→ EXERCISE GOAL
Print each entry below precisely as it reads.

──────── MATERIAL SUPPLIED

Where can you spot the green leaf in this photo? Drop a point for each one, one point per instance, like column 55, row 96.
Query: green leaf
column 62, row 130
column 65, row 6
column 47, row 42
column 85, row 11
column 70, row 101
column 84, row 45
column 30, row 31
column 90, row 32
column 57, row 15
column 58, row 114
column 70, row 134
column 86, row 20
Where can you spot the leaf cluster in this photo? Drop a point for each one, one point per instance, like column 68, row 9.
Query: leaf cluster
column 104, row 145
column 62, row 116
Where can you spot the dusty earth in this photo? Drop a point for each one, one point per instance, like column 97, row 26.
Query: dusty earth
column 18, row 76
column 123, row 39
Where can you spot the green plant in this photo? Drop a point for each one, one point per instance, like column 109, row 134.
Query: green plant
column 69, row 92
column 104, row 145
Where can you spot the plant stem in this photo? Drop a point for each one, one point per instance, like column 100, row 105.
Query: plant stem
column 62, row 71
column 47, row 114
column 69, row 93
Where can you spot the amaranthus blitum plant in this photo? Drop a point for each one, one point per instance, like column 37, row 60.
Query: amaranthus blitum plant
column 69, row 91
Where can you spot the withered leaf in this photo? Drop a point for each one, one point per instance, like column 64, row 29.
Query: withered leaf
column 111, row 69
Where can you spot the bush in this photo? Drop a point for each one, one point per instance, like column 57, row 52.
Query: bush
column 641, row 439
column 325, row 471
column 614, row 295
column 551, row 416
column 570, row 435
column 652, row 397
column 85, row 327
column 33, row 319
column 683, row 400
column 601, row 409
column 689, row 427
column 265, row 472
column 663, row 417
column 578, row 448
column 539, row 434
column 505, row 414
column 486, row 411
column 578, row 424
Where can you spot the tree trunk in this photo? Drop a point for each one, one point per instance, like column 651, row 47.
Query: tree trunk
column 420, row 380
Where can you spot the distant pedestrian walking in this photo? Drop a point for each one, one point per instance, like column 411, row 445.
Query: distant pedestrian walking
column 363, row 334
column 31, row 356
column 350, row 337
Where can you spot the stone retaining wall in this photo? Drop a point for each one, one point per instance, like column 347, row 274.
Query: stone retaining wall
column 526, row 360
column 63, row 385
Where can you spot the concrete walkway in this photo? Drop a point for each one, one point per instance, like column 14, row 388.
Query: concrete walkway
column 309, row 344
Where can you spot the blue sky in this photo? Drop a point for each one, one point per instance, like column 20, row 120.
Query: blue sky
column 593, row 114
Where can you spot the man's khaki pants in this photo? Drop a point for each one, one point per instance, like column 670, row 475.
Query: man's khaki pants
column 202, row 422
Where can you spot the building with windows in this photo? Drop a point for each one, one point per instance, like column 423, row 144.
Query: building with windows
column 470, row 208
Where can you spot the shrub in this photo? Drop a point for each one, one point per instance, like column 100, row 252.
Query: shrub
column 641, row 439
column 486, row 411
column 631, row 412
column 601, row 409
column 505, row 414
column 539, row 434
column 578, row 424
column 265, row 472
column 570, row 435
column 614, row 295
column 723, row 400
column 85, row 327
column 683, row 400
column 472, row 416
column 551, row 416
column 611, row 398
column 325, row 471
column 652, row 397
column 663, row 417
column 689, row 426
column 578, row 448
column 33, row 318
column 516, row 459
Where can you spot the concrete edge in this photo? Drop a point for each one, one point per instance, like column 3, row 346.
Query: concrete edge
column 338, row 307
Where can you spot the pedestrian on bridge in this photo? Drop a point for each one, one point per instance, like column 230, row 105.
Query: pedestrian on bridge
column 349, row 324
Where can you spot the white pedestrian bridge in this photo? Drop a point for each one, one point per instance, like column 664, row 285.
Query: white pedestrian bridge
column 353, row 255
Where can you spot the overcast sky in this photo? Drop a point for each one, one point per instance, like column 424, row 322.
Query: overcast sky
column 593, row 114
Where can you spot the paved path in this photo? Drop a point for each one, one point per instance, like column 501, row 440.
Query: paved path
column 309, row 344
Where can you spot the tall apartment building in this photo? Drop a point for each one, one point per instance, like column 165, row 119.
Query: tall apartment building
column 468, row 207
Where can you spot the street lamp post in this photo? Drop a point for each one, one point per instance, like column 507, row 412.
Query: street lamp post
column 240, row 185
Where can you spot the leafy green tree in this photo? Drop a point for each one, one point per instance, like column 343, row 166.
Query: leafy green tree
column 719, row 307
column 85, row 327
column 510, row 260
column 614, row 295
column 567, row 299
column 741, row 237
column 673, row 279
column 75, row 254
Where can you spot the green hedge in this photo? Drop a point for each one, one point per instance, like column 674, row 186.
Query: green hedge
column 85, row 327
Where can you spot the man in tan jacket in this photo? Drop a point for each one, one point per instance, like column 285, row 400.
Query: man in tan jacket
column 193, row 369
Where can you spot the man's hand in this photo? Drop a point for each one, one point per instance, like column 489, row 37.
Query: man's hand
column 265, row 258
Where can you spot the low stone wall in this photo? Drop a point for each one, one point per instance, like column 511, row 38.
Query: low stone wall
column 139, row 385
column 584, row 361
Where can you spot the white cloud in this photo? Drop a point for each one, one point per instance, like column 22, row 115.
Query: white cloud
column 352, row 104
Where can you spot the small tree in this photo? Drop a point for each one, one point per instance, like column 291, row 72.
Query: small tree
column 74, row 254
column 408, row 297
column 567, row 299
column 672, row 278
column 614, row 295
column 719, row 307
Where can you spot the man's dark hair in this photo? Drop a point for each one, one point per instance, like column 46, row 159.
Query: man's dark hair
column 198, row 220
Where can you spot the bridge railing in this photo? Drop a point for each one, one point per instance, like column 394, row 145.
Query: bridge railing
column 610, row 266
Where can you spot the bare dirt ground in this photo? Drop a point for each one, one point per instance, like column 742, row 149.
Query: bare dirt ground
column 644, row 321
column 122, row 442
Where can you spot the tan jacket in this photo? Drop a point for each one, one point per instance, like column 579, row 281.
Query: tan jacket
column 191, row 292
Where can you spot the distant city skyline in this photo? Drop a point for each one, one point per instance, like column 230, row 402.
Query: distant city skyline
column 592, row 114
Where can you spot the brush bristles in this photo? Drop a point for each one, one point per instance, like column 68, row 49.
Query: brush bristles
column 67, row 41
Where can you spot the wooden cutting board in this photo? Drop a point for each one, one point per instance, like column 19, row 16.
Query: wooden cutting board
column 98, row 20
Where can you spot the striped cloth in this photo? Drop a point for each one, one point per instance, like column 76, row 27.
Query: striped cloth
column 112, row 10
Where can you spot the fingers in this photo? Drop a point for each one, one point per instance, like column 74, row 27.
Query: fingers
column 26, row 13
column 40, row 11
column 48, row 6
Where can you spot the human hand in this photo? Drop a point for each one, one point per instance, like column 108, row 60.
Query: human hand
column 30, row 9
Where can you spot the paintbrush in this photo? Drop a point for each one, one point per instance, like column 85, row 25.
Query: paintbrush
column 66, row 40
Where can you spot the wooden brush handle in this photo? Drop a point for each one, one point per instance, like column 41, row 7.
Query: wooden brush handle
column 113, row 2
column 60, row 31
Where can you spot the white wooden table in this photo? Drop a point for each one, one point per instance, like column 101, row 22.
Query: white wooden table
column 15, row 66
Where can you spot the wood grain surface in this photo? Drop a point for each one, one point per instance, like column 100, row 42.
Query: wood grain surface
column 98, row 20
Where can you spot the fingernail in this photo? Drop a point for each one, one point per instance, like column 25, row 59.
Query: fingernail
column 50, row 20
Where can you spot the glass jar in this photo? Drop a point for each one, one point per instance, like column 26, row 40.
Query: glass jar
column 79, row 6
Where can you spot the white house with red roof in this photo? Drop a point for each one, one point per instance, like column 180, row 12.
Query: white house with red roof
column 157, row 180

────────────────

→ THE COMPLETED TASK
Where can you spot the green leaf in this photo? Drop a point for each one, one point per instance, like column 55, row 96.
Query: green leaf
column 62, row 130
column 65, row 6
column 47, row 42
column 85, row 11
column 70, row 101
column 84, row 45
column 30, row 31
column 90, row 32
column 57, row 15
column 58, row 114
column 70, row 134
column 86, row 20
Where can you spot the leaf cluster in this photo? Drop a point for each one, one point per instance, like column 68, row 9.
Query: leaf cluster
column 104, row 145
column 62, row 116
Where can you spot the dusty earth in this photo? Drop a point for each one, one point per instance, like column 97, row 26.
Query: dusty earth
column 18, row 76
column 123, row 39
Where can you spot the green plant in this photo? Drop a point for each one, one point per instance, like column 109, row 134.
Query: green plant
column 69, row 92
column 104, row 145
Where can you spot the plant stem in this photo? Drop a point for each one, one point per instance, like column 100, row 105.
Query: plant stem
column 62, row 71
column 47, row 114
column 69, row 93
Where can you spot the amaranthus blitum plant in this photo? Drop a point for each one, one point per instance, like column 37, row 60.
Query: amaranthus blitum plant
column 69, row 91
Where can you spot the withered leaf in this photo? Drop a point for each one, one point per instance, like column 64, row 29.
Query: withered leaf
column 111, row 69
Where can you spot the bush in this photo? Drop a point for each one, one point per instance, like column 57, row 52.
Query: bush
column 641, row 439
column 325, row 471
column 614, row 295
column 551, row 416
column 570, row 435
column 652, row 397
column 85, row 327
column 33, row 319
column 683, row 400
column 601, row 409
column 689, row 427
column 265, row 472
column 663, row 417
column 578, row 448
column 539, row 434
column 505, row 414
column 486, row 411
column 578, row 424
Where can you spot the tree trunk in this photo? Drop a point for each one, one point per instance, like column 651, row 47.
Query: tree trunk
column 420, row 380
Where can you spot the distant pedestrian walking in this photo? Drop a point for each one, one point per instance, like column 411, row 445.
Query: distant pedestrian walking
column 363, row 334
column 31, row 356
column 350, row 337
Where can you spot the stone retaining wall in this photo? Drop a point for each one, one point per instance, like column 347, row 274.
Query: stone retaining wall
column 526, row 360
column 63, row 385
Where can you spot the concrete walkway in this photo? Drop a point for each one, one point per instance, like column 14, row 388.
Query: concrete walkway
column 309, row 344
Where can you spot the blue sky in this photo? Drop a point for each one, one point per instance, like column 20, row 120.
Query: blue sky
column 593, row 114
Where can you spot the man's khaki pants in this photo? Drop a point for each one, one point per instance, like column 670, row 475.
Query: man's khaki pants
column 202, row 422
Where can you spot the building with windows in this photo? Drop a point for each one, one point per instance, like column 423, row 144.
Query: building with windows
column 470, row 208
Where can you spot the shrub in this photo? Drop a point for each one, one point per instance, like column 100, row 252.
Query: shrub
column 641, row 439
column 486, row 411
column 631, row 412
column 601, row 409
column 505, row 414
column 539, row 434
column 578, row 424
column 265, row 472
column 570, row 435
column 614, row 295
column 723, row 400
column 85, row 327
column 683, row 400
column 472, row 416
column 551, row 416
column 611, row 398
column 325, row 471
column 652, row 397
column 663, row 417
column 689, row 426
column 578, row 448
column 33, row 318
column 516, row 459
Where can you spot the concrete edge in this photo? Drop a point for each one, one point per instance, like column 3, row 346.
Query: concrete edge
column 338, row 307
Where can you spot the pedestrian on bridge in this photo? Drop a point for each one, one point per instance, like column 230, row 105.
Query: pedestrian on bridge
column 349, row 324
Where can you spot the white pedestrian bridge in this photo? Drop a point for each one, one point per instance, like column 664, row 285.
Query: white pedestrian bridge
column 353, row 255
Where can you spot the overcast sky in this photo? Drop a point for each one, one point per instance, like column 424, row 322.
Query: overcast sky
column 593, row 114
Where can you spot the paved path in this photo? Drop a point for each one, one point per instance, like column 501, row 440.
Query: paved path
column 309, row 344
Where can you spot the tall apartment building in this photo? Drop a point for each one, one point per instance, like column 165, row 119.
Query: tall apartment building
column 468, row 207
Where can you spot the street lamp post in this photo? Drop a point for each one, one point per instance, like column 507, row 412.
Query: street lamp post
column 240, row 185
Where can you spot the leafy green tree in this photo? Drop a point for each one, one point per instance, like column 343, row 166.
Query: leafy green tree
column 719, row 307
column 85, row 327
column 510, row 260
column 614, row 295
column 567, row 299
column 741, row 237
column 673, row 279
column 75, row 254
Where can you spot the green hedge in this photo? Drop a point for each one, one point per instance, like column 674, row 186.
Query: green hedge
column 85, row 327
Where can you spot the man in tan jacket in this photo? Drop a point for each one, one point per instance, like column 285, row 400.
Query: man in tan jacket
column 193, row 369
Where can you spot the man's hand in this photo? Drop a point for each one, one point per instance, like column 489, row 37.
Query: man's hand
column 265, row 258
Where can you spot the low stone wall in this photo? Drop a point for each one, one point per instance, like column 511, row 38.
Query: low stone wall
column 139, row 385
column 584, row 361
Where can you spot the white cloud in this photo? Drop a point for each one, one point per instance, like column 22, row 115.
Query: white cloud
column 352, row 104
Where can you spot the small tree in this photo? Drop a point for each one, one point per instance, like column 291, row 72.
Query: small tree
column 74, row 254
column 408, row 297
column 567, row 299
column 672, row 278
column 614, row 295
column 719, row 307
Where can you spot the man's dark hair in this photo? Drop a point for each one, one point per instance, like column 46, row 159.
Query: man's dark hair
column 198, row 220
Where can you spot the bridge railing in this photo? Drop a point for each one, one point per instance, like column 394, row 145.
Query: bridge railing
column 610, row 266
Where can you spot the bare dirt ground in this photo? Drop a point for each one, one point per instance, like column 742, row 149.
Query: bare dirt ground
column 644, row 321
column 122, row 442
Where can you spot the tan jacket in this photo? Drop a point for each one, one point per instance, like column 579, row 281.
Query: tan jacket
column 191, row 292
Where can you spot the distant city skyline in this photo? Drop a point for each one, one point per instance, like column 230, row 402.
Query: distant city skyline
column 592, row 114
Where can you spot the brush bristles in this photo? Drop a point for each one, one point per instance, like column 68, row 49.
Query: brush bristles
column 67, row 41
Where can you spot the wooden cutting board in this photo? Drop a point for each one, one point per instance, like column 19, row 16.
Query: wooden cutting board
column 98, row 20
Where can you spot the striped cloth in this photo? Drop a point for each one, one point per instance, like column 76, row 27.
Query: striped cloth
column 112, row 10
Where can you spot the fingers in this photo? Drop a point for each one, one point per instance, like column 74, row 27.
Query: fingers
column 26, row 13
column 40, row 11
column 48, row 6
Where can you spot the human hand in this photo? Drop a point for each one, one point per instance, like column 108, row 60.
Query: human hand
column 30, row 9
Where can you spot the paintbrush in this photo? Drop a point for each one, one point per instance, like column 85, row 25.
Query: paintbrush
column 66, row 40
Where can you spot the wooden brush handle in this photo? Drop a point for each one, one point per instance, like column 41, row 7.
Query: wooden brush handle
column 113, row 2
column 60, row 31
Where can you spot the white wooden table in this photo? Drop a point for each one, one point per instance, like column 101, row 22.
Query: white wooden table
column 15, row 66
Where can you spot the wood grain surface in this photo? Drop a point for each one, one point per instance, like column 100, row 42.
Query: wood grain surface
column 98, row 20
Where can you spot the fingernail in this photo? Drop a point for each one, one point per instance, like column 25, row 59.
Query: fingernail
column 50, row 20
Where can you spot the glass jar in this photo? Drop a point for each one, one point per instance, like column 26, row 40.
Query: glass jar
column 79, row 6
Where can you spot the white house with red roof in this photo? Drop a point for each one, one point per instance, like column 180, row 12.
Query: white house with red roof
column 157, row 180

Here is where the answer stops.